DIRECTIONS FOR THIS TASK
Reproduce every line of the listing below word for word, leaving out the pictures.

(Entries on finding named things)
* * * *

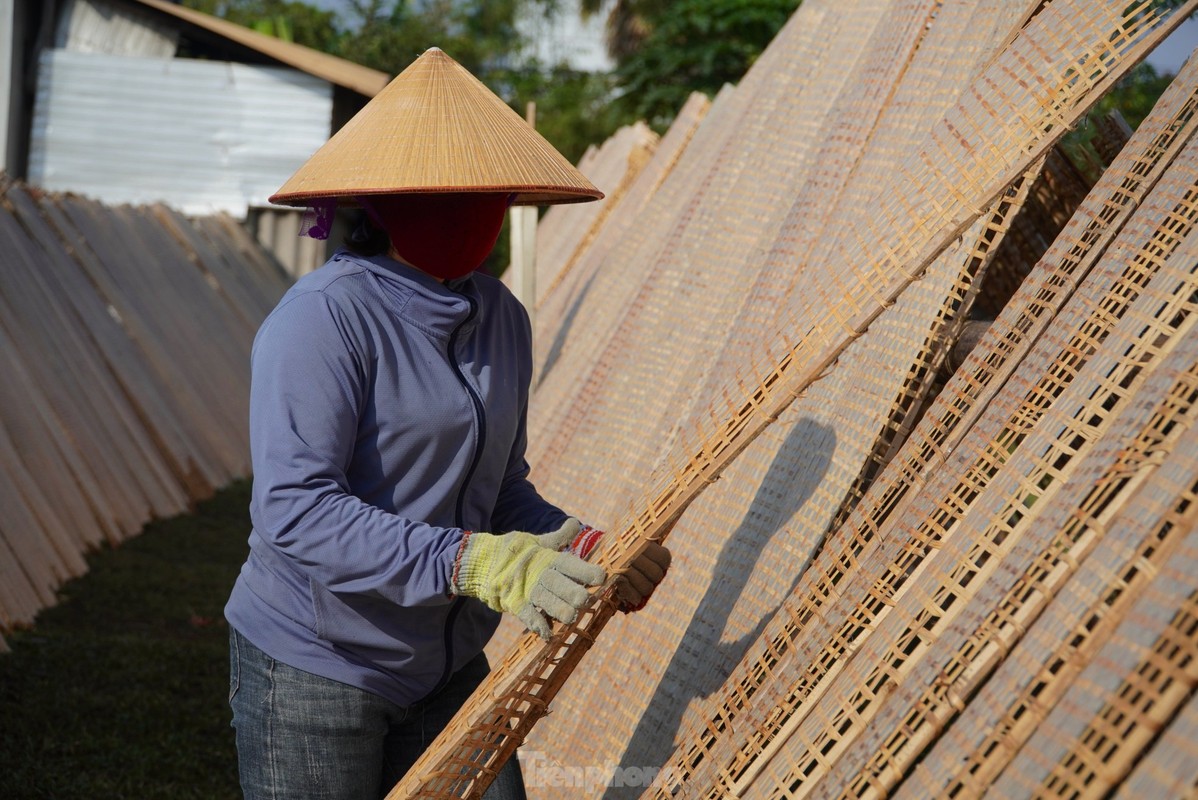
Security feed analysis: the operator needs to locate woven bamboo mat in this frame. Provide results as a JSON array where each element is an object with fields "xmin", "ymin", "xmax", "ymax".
[
  {"xmin": 0, "ymin": 183, "xmax": 286, "ymax": 646},
  {"xmin": 527, "ymin": 0, "xmax": 1044, "ymax": 766},
  {"xmin": 531, "ymin": 122, "xmax": 658, "ymax": 299},
  {"xmin": 1114, "ymin": 695, "xmax": 1198, "ymax": 800},
  {"xmin": 750, "ymin": 178, "xmax": 1198, "ymax": 796},
  {"xmin": 395, "ymin": 2, "xmax": 1198, "ymax": 796},
  {"xmin": 536, "ymin": 1, "xmax": 891, "ymax": 527},
  {"xmin": 651, "ymin": 51, "xmax": 1194, "ymax": 796},
  {"xmin": 532, "ymin": 86, "xmax": 718, "ymax": 392}
]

* * * *

EXPECTED OUTPUT
Security feed analysis: the operator needs to locate woven bamboo mat in this frame. Provide results as a JSON array where each element is an object with fields "xmin", "ymin", "xmax", "ymax".
[
  {"xmin": 0, "ymin": 183, "xmax": 286, "ymax": 646},
  {"xmin": 527, "ymin": 0, "xmax": 1044, "ymax": 766},
  {"xmin": 531, "ymin": 122, "xmax": 658, "ymax": 299},
  {"xmin": 1114, "ymin": 695, "xmax": 1198, "ymax": 800},
  {"xmin": 750, "ymin": 178, "xmax": 1198, "ymax": 796},
  {"xmin": 395, "ymin": 2, "xmax": 1198, "ymax": 796},
  {"xmin": 536, "ymin": 1, "xmax": 891, "ymax": 527},
  {"xmin": 651, "ymin": 51, "xmax": 1194, "ymax": 796},
  {"xmin": 532, "ymin": 86, "xmax": 718, "ymax": 392}
]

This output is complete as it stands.